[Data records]
☆ ☆ ☆ ☆
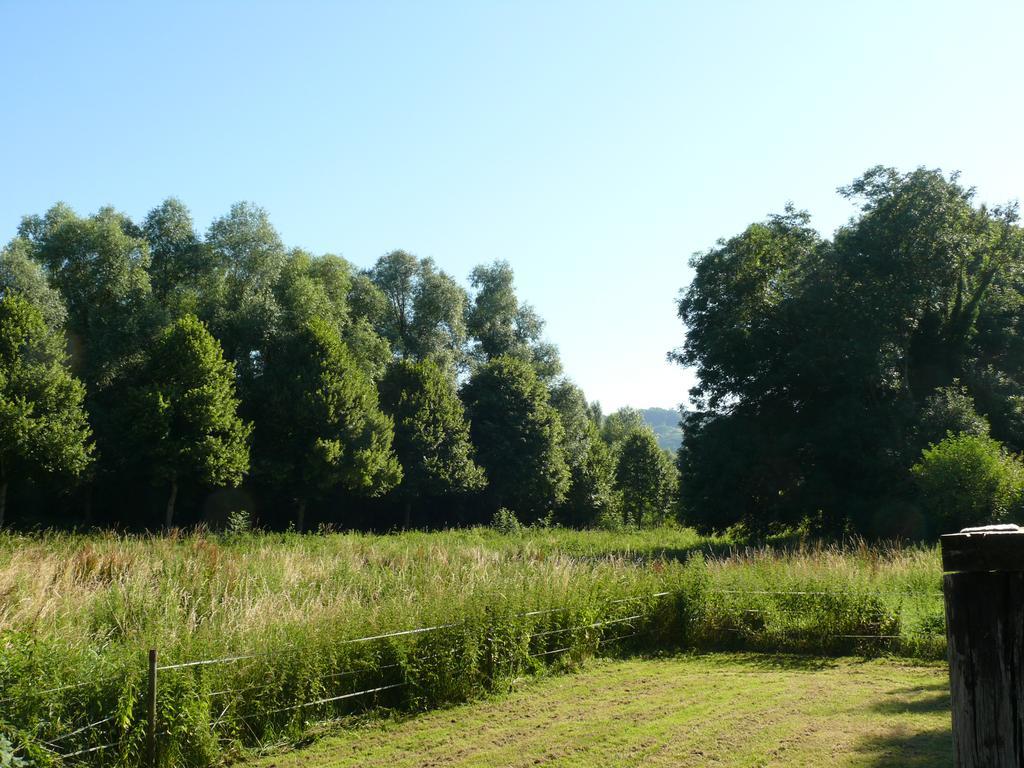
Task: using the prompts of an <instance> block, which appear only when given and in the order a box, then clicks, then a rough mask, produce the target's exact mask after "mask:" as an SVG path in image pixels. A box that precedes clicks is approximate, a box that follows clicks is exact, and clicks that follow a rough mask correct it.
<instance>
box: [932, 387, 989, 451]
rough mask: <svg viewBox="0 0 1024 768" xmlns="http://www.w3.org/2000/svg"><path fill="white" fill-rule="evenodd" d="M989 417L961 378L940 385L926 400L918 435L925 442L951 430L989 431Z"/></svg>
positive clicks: (972, 431)
mask: <svg viewBox="0 0 1024 768" xmlns="http://www.w3.org/2000/svg"><path fill="white" fill-rule="evenodd" d="M988 430H989V426H988V419H986V418H985V417H984V416H979V415H978V412H977V411H976V410H975V407H974V398H973V397H971V394H970V392H968V389H967V387H965V386H962V385H961V383H959V381H953V383H952V385H951V386H948V387H940V388H938V389H936V390H935V392H934V393H933V394H932V395H931V396H930V397H928V399H926V400H925V407H924V409H922V413H921V416H920V417H919V418H918V438H919V441H920V442H921V443H923V444H926V445H927V444H931V443H933V442H938V441H939V440H941V439H942V438H943V437H945V436H946V435H947V434H954V435H955V434H969V435H975V436H978V437H981V436H986V435H988Z"/></svg>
☆ ☆ ☆ ☆
**Problem to solve:**
Reproduce every line of the data above verbatim, omitting the pictures.

**The completed task:**
Task: using the prompts of an <instance> block, which appear only when given and in the order a box, then clicks, then a rough mask, produce the target's exact mask after "mask:" as an SVG path in image pixels. A box that precedes clicks is approximate, a box that follows clicks is exact, and clicks that follow a rough mask correct it.
<instance>
box: [932, 387, 989, 451]
rough mask: <svg viewBox="0 0 1024 768" xmlns="http://www.w3.org/2000/svg"><path fill="white" fill-rule="evenodd" d="M989 417L961 378L940 385L926 400L918 435L925 442L951 430L989 431Z"/></svg>
positive clicks: (972, 431)
mask: <svg viewBox="0 0 1024 768" xmlns="http://www.w3.org/2000/svg"><path fill="white" fill-rule="evenodd" d="M988 430H989V426H988V419H986V418H985V417H984V416H979V415H978V412H977V411H976V410H975V407H974V398H973V397H971V394H970V392H968V389H967V387H965V386H962V385H961V383H959V381H953V383H952V385H951V386H948V387H940V388H938V389H936V390H935V392H934V393H933V394H932V395H931V396H930V397H928V399H926V400H925V407H924V409H922V413H921V416H920V417H919V418H918V438H919V441H920V442H921V443H923V444H926V445H927V444H931V443H933V442H938V441H939V440H941V439H942V438H943V437H945V436H946V435H947V434H954V435H955V434H969V435H975V436H978V437H981V436H986V435H988Z"/></svg>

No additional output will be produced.